_Descrizione del problema_
Stabilisca se le affermazioni (a), (b) e (c) concordano con il brano su Nosferatu e Dracula, rispondendo sì o no a ciascuna e citando alla lettera le parole del brano che lo determinano. (a) Una copia del Nosferatu si salvò perché nascosta in casa di Murnau. (b) Nel remake di Werner Herzog del 1979 il vampiro è interpretato da Bela Lugosi. (c) Il vampiro originale di Stoker è un aristocratico romantico.
##### Brano di lettura
Florence Balcombe, la vedova di Bram Stoker, fa causa alla Prana Film per plagio e condanna tutte le copie del Nosferatu alla distruzione. Se ne salverà una copia, nascosta in casa di Murnau e approdata negli Stati Uniti dove diverse leggi sul copyright legano le mani alla vedova Stoker. Questa è la storia che tutti conoscono ed è stata ripetuta sino alla noia, ma che farebbe pensare che le differenze tra Dracula e Nosferatu (vale a dire il conte Orlok) siano superficiali e dettate solo dalla furbata di eludere il pagamento dei diritti agli eredi Stoker.
Al massimo qualcuno nota come il vampiro della linea Nosferatu, interpretato prima da Max Schreck e in seguito da Klaus Kinski nel remake di Werner Herzog del 1979 e infine da Bill Skarsgard nel più recente rifacimento, sia un essere ripugnante e demoniaco, il vero non morto del folklore, mentre il Dracula interpretato dai vari Bela Lugosi e Christopher Lee sia un fascinoso e ipnotico aristocratico, per non parlare di Gary Oldman che nel film di Francis Ford Coppola dall’ingannevole titolo Bram Stoker’s Dracula, interpreta un eroe romantico. In realtà il vampiro originale di Stoker è più simile a “Nosferatu”. Non ha nulla di aristocratico e romantico, è il puro male, repellente fisicamente e moralmente, mentre i vari Dracula ricordano più il vampiro byroniano di John Polidori.
##########
##### Voci
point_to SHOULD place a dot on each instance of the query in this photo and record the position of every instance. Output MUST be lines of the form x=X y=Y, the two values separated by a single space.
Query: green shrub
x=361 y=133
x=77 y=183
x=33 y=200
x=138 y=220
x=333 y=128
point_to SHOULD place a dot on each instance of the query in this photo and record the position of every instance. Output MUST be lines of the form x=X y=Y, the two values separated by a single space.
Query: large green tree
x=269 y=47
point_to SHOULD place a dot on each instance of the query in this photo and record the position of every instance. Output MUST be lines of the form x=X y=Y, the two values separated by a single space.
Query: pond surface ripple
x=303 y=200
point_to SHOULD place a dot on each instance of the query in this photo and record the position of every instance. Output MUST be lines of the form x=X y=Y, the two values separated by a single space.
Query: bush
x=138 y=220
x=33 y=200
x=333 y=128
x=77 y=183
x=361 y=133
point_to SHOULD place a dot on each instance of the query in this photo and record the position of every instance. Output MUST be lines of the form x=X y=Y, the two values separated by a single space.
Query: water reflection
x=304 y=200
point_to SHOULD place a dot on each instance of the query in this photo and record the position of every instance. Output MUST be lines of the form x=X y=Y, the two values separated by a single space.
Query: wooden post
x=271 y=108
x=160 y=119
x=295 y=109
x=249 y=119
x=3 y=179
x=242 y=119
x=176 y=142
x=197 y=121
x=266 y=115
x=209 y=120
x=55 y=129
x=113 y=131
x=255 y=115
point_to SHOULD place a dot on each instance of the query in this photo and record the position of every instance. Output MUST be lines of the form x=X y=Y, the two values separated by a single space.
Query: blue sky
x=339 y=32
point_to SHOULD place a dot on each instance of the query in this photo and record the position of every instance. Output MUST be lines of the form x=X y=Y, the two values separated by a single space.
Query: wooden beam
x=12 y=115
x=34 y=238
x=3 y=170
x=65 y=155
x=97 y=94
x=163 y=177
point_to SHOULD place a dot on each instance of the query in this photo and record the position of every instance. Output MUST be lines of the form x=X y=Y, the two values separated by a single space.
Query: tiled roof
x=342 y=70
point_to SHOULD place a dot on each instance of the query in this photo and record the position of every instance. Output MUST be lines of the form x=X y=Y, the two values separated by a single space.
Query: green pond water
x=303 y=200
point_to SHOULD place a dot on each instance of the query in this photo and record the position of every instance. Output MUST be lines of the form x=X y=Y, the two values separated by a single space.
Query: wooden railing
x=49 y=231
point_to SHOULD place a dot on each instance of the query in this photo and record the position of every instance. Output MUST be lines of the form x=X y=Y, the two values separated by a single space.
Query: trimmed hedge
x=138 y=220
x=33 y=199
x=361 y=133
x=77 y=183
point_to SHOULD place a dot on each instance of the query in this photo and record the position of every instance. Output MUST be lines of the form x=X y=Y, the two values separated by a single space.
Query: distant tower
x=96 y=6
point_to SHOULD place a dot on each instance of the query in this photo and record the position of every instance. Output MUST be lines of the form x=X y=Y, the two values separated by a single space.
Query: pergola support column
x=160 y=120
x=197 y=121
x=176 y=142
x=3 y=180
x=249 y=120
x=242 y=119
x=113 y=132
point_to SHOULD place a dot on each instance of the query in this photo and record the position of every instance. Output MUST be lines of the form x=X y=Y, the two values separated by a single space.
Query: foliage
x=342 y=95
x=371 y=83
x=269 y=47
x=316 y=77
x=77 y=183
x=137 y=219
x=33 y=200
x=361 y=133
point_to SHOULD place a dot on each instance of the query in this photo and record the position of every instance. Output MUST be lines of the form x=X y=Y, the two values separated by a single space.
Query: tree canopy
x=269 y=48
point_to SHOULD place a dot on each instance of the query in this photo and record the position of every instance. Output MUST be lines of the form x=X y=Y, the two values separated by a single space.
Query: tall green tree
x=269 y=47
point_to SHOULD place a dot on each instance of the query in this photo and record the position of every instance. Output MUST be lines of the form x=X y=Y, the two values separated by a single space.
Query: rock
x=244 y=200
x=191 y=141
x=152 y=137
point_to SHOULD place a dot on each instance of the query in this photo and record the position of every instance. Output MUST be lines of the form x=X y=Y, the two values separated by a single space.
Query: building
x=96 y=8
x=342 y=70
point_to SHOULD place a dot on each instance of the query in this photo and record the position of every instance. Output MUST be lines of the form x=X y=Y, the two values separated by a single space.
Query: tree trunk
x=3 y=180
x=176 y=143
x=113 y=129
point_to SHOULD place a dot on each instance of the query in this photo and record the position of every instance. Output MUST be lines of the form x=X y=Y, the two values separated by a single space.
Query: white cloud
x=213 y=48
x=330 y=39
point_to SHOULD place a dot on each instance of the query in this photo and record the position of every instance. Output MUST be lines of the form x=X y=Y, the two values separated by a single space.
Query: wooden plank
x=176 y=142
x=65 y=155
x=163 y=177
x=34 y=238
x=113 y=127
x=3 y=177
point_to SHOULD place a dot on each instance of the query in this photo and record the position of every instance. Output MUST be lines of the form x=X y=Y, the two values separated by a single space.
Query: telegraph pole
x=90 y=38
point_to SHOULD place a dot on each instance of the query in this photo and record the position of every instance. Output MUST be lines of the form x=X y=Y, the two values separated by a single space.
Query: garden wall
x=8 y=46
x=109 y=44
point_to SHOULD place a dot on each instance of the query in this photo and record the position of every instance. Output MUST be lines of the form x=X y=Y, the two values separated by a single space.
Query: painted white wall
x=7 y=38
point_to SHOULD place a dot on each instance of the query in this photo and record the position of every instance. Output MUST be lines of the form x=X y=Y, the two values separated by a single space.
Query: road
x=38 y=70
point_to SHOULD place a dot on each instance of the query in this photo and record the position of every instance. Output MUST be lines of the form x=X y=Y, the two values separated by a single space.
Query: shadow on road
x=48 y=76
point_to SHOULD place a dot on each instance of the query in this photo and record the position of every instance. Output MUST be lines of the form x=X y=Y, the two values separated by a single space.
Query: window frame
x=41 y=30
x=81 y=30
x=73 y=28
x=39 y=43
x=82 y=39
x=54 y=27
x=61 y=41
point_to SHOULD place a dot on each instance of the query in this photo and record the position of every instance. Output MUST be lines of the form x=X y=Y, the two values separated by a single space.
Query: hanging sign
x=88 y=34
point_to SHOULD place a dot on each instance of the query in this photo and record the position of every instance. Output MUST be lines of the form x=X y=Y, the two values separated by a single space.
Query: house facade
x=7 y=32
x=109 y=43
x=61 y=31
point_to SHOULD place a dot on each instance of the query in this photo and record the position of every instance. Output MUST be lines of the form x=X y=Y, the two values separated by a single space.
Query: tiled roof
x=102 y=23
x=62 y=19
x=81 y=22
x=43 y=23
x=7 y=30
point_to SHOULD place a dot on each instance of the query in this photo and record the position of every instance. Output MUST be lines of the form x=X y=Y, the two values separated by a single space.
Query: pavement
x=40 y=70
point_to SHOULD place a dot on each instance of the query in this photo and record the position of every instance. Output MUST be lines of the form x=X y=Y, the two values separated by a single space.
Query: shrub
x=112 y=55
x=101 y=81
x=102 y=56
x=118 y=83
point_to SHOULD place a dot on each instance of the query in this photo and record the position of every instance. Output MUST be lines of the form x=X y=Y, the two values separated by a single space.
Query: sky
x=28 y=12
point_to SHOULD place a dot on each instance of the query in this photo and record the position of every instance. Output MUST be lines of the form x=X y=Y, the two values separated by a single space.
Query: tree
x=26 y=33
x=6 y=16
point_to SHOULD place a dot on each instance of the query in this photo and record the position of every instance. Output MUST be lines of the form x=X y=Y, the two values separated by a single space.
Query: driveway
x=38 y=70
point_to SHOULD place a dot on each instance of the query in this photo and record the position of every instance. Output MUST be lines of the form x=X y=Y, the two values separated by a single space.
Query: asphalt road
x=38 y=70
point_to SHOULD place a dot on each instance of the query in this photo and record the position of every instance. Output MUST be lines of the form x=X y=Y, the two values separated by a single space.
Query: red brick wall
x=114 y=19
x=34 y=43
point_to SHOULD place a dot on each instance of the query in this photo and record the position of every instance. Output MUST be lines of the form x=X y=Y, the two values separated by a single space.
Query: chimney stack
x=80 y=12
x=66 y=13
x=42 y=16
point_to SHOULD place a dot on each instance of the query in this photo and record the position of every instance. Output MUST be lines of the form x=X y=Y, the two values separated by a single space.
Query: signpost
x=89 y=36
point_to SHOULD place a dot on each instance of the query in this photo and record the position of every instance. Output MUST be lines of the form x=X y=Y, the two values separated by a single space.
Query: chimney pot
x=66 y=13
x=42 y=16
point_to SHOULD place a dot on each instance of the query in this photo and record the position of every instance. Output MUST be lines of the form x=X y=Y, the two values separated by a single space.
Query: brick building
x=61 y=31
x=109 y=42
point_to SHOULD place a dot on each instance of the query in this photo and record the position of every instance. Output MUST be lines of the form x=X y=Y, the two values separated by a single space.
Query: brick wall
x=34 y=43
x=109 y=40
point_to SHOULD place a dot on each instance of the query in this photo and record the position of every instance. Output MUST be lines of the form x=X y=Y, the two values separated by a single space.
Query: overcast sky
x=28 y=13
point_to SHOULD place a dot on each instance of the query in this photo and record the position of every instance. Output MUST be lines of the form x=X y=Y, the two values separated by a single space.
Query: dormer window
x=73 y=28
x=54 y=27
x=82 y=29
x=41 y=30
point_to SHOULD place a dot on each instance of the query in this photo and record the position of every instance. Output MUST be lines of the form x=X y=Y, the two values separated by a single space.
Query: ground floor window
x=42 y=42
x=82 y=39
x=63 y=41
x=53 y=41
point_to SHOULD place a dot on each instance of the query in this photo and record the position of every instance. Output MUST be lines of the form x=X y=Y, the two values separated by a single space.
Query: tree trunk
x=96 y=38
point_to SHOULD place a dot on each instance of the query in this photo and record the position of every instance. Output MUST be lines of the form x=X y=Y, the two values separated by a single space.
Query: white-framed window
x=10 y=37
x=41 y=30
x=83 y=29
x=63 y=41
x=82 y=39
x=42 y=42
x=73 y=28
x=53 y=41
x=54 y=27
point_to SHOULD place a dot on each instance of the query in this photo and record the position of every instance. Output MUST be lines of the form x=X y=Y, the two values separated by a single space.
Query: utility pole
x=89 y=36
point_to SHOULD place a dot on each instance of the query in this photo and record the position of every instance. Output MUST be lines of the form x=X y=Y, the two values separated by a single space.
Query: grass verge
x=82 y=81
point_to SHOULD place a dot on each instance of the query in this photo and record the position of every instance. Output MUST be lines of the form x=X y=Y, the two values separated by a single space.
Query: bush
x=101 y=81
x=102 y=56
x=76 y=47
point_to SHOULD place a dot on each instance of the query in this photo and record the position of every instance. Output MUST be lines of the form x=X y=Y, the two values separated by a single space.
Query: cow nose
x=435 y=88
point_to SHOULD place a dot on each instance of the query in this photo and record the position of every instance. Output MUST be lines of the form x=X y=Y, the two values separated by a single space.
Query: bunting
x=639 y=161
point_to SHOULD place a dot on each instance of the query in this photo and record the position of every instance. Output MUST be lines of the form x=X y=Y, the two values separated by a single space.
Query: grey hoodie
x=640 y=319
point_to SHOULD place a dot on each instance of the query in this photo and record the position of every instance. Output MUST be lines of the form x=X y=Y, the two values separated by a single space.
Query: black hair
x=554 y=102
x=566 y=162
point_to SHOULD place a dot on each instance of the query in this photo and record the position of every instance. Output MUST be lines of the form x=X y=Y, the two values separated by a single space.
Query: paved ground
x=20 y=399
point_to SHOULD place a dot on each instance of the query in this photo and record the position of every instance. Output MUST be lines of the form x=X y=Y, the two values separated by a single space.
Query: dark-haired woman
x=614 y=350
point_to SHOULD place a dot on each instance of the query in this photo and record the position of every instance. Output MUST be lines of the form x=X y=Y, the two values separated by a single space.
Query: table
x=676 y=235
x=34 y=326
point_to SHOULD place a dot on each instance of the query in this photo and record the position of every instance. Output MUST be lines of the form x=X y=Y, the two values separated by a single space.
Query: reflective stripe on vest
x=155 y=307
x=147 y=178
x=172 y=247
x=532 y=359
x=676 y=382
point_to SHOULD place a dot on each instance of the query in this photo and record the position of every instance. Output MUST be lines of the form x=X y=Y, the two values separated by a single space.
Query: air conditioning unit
##########
_Risposta completa_
(a) Sì: «Se ne salverà una copia, nascosta in casa di Murnau».
(b) No: «in seguito da Klaus Kinski nel remake di Werner Herzog del 1979».
(c) No: «Non ha nulla di aristocratico e romantico».